Extrait du document:
Le monde, du fait de la crise financière américaine qui s’est diffusée un peu partout, vit aujourd’hui la pire crise économique de son histoire depuis 1929. Selon l’OCDE (Organisation de Coopération et de Développement Economiques), la récession touchera une grande partie du globe, faisant passer le PIB mondial de 2,2% en 2008 à -2,7% en 2009, soit une chute de près de 5 points de pourcentage. L’Organisation Internationale du Travail prévoit que de 18 à 30 millions de personnes pourraient s’ajouter au nombre de chômeurs dans le monde en 2009. Du jamais vu depuis fort longtemps.


Rédigé par leral.net le Jeudi 9 Avril 2009 à 12:15 | | 0 commentaire(s)|

SENEGAL: A la recherche d’une politique économique
L’impact de la crise financière sur l’économie réelle atteint même les pays les moins intégrés au système financier mondial. Selon la BAD (Banque Africaine de Développement), le taux de croissance de l’Afrique sub-saharienne est projeté à 2,4% pour 2009, la première fois en 5 ans qu’il serait en dessous de 5%. L’analyse de la croissance économique des pays africains dans la dernière décennie montre en effet que les pays ayant le mieux réussi ont généralement bénéficié d’une forte aide étrangère, de bons termes d’échanges et d’une forte exportation. Or ce sont ces trois facteurs qui pourraient se détériorer à cause de la crise.

Pour faire face aux effets réels et anticipés de la crise, la communauté internationale a déjà engagé, aux niveaux national et global, plusieurs programmes financiers visant à étouffer la dépression rampante, relancer l’économie et organiser une meilleure régulation de la finance mondiale. C’est dans ce sens que s’inscrivent les décisions du Groupe G20, réuni à Londres le 2 avril 2009, relatives à la mobilisation de 1100 milliards supplémentaires destinés à renforcer les ressources du FMI (Fonds Monétaire International) et des banques régionales de développement, ainsi qu’à soutenir le commerce mondial et à mieux surveiller les paradis fiscaux et les opérations sur les marchés financiers.

Le Sénégal, parce qu’il n’est pas beaucoup intégré au système financier mondial, n’a pas subi, à court terme, de fortes conséquences directes de la crise financière internationale. La forte réglementation financière, le contrôle des mouvements de capitaux et une stricte surveillance de la part de la Commission bancaire de l’UEMOA font que les banques sénégalaises n’ont pratiquement pas été impliquées dans le marché des « subprimes » américaines, n’ayant acquis aucun actif toxique. En outre, les banques sénégalaises ne fonctionnent pas dans un système de prêts interbancaires à l’international, mais utilisent les dépôts de la clientèle et les ressources locales pour faire des prêts. Malgré tout, le Sénégal, comme la plupart des pays en développement, sera forcément concerné par les « effets de second tour » de la crise qui se manifesteront à travers le passage de la crise financière à la crise économique.

Entrées répertoriées:
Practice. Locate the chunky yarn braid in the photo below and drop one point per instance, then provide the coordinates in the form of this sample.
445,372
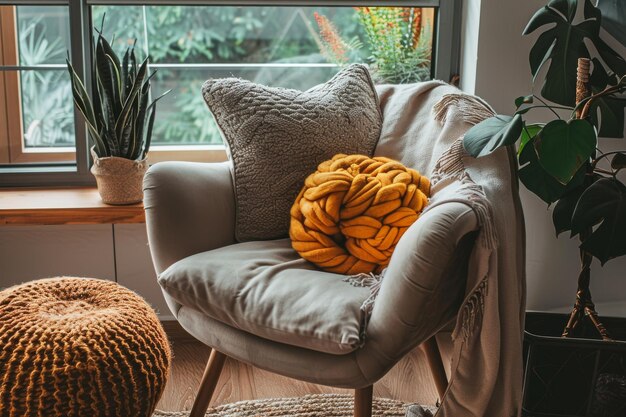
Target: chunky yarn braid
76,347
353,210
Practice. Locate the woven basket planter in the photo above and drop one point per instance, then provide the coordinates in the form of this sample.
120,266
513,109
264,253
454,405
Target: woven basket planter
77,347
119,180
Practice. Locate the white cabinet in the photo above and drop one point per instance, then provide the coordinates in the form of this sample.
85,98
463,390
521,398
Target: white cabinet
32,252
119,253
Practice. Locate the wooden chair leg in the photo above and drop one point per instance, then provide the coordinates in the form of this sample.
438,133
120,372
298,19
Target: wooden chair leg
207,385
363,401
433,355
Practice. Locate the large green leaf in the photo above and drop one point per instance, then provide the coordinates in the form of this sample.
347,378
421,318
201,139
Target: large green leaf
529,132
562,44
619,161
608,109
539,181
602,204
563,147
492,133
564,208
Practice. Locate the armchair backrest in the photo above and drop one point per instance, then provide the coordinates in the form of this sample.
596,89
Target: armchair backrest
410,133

--

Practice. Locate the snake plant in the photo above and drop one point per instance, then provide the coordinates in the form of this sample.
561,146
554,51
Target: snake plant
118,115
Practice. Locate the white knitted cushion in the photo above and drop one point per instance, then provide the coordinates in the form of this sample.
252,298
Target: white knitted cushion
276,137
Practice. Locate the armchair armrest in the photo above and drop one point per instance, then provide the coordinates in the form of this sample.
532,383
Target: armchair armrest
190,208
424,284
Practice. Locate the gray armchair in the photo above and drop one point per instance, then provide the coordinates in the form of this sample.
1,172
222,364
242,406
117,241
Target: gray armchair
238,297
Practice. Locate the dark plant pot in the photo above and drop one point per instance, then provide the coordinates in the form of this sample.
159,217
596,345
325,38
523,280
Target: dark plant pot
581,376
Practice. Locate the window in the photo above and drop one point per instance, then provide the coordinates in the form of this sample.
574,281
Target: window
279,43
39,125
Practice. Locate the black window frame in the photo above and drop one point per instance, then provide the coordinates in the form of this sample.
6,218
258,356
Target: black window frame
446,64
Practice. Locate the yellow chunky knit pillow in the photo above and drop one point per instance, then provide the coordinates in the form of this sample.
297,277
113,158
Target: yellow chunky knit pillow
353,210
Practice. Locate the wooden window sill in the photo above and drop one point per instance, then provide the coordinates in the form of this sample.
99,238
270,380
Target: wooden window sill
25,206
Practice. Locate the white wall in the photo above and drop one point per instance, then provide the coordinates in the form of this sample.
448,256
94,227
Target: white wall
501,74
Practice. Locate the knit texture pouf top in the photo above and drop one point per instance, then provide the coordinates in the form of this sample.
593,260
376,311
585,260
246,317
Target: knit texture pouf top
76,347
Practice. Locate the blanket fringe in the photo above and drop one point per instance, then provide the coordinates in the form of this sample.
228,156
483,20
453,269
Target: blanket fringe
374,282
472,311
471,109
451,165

==

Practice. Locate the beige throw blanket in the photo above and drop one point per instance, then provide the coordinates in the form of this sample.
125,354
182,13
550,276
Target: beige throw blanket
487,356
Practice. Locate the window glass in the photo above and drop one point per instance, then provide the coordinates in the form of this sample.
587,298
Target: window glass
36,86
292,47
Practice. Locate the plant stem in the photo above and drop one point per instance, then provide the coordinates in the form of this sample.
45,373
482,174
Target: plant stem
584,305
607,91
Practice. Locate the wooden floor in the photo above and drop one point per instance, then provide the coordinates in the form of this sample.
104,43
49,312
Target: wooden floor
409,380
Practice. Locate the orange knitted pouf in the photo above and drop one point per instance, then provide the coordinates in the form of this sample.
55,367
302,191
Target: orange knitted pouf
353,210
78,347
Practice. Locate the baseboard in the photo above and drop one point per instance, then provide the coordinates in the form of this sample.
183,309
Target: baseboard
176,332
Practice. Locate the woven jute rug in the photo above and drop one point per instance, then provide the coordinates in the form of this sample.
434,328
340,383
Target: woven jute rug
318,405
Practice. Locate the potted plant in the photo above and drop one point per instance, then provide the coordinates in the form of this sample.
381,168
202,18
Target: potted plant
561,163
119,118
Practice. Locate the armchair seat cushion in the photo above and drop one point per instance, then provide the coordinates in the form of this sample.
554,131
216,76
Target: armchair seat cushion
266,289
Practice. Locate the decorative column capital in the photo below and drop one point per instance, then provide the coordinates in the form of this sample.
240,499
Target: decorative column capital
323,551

Problèmes à résoudre:
A - Résumez en quelques phrases le paragraphe de l'extrait sur la crise économique qui commence par « Le Sénégal, parce qu'il n'est pas beaucoup intégré ». Conservez-en les faits principaux.
B - Extrayez de la liste toutes les lignes qui contiennent le mot « decorative ».

Tâches résolues:
A - Peu intégré au système financier mondial, le Sénégal n'a pas subi, à court terme, de fortes conséquences directes de la crise financière internationale. Plusieurs facteurs l'expliquent : une forte réglementation financière, le contrôle des mouvements de capitaux et la stricte surveillance de la Commission bancaire de l'UEMOA. Ainsi, les banques sénégalaises n'ont pratiquement pas été impliquées dans les « subprimes » américaines et n'ont acquis aucun actif toxique. Elles prêtent à partir des dépôts de la clientèle et des ressources locales, sans passer par les prêts interbancaires internationaux. Comme la plupart des pays en développement, le Sénégal sera toutefois touché par les « effets de second tour », liés au passage de la crise financière à la crise économique.

B -
Practice. Locate the decorative column capital in the photo below and drop one point per instance, then provide the coordinates in the form of this sample.
Target: decorative column capital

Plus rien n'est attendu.